Dafür muss das Gebäude allerdings saniert werden. „Die Kosten dafür stehen noch nicht fest“, antwortet Andreas Heinrich auf eine diesbezügliche Frage. Die Angebote würden noch eingehen. Danach werde das ehemalige Heim aber für Einnahmen sorgen, da der Landkreis an die Stadt die Miete überweist. Wohnen werden die Asylsuchenden in Zweibettzimmern mit Selbstversorgerküchen. „Eine gute Unterbringung für die Zeit der Entscheidung der Asylverfahren“, sagt Heinrich.

Vieles andere wollen die Gäste in der Aula wissen, zum Beispiel, was mit unbegleiteten Minderjährigen geschieht. Die werden nun nicht mehr bundesweit zentral in Hamburg und München betreut. „Freie Träger sind angefragt“, sagt Heinrich. Einige unbegleitete Kinder leben derweil schon in einem Heim in Wernigerode.

Eine Wernigeröderin möchte wissen, ob internationale Klassen geplant sind. „Kinder haben keine Probleme, die werden sich ganz schnell anfreunden“, sagt sie. Wegen der geringen Zahl an Flüchtlingen seien für Wernigerode nur Sprachgruppen geplant, sagt Andreas Heinrich. Involviert seien dabei die Grund- und Berufsschule im Stadtfeld.

Doch wo sich Kinder anfreunden, haben viele Erwachsene ihre Schwierigkeiten. Dietmar Schellbach warnt vor ausländerfeindlichen Übergriffen, schon eine Einzeltat würde sich auf lange Zeit mit dem Ruf eines Ortes verbinden. „Das bleibt an der Stadt hängen wie Pech“, sagt der Polizeichef. Ob seine Erklärungen bei allen ankommen, bleibt fraglich, Zwischenrufe machen dies deutlich. Am Ende der Versammlung werden vor der Schule Flyer verteilt, auf denen die rechtsextreme Verschwörungstheorie vom Austausch der deutschen Bevölkerung durch Flüchtlinge verbreitet wird.

▶ **Aufgabenstellung**
Beantworten Sie anhand des Berichts über die Flüchtlingsunterbringung in Wernigerode die folgenden Fragen:
(a) In welcher Art von Zimmern werden die Asylsuchenden wohnen?
(b) Was ist laut Andreas Heinrich wegen der geringen Zahl an Flüchtlingen für Wernigerode geplant?
(c) Was wird am Ende der Versammlung vor der Schule verteilt?

▶ **Listeninhalt**
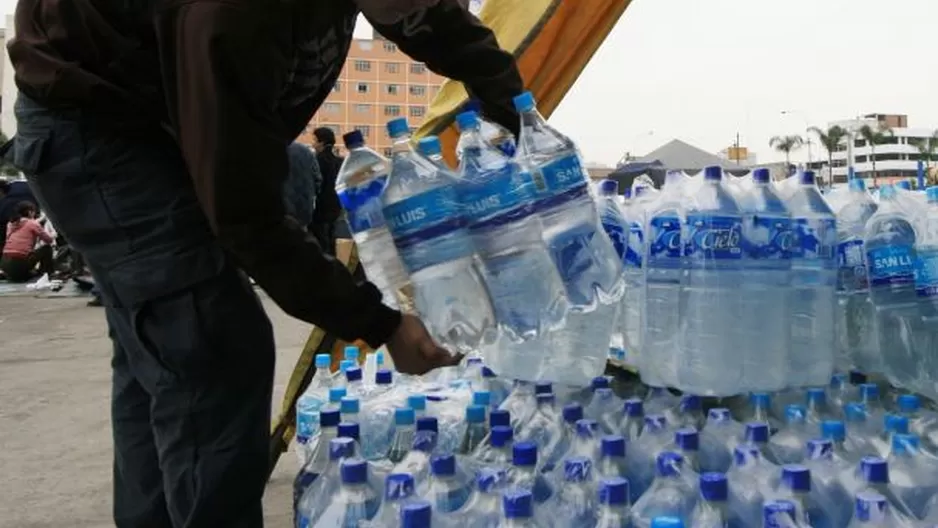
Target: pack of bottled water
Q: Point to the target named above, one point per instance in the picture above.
(463, 447)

▶ **Antwort**
(a) In Zweibettzimmern mit Selbstversorgerküchen.
(b) Nur Sprachgruppen, an denen die Grund- und Berufsschule im Stadtfeld beteiligt sind.
(c) Flyer, die die rechtsextreme Verschwörungstheorie vom Austausch der deutschen Bevölkerung durch Flüchtlinge verbreiten.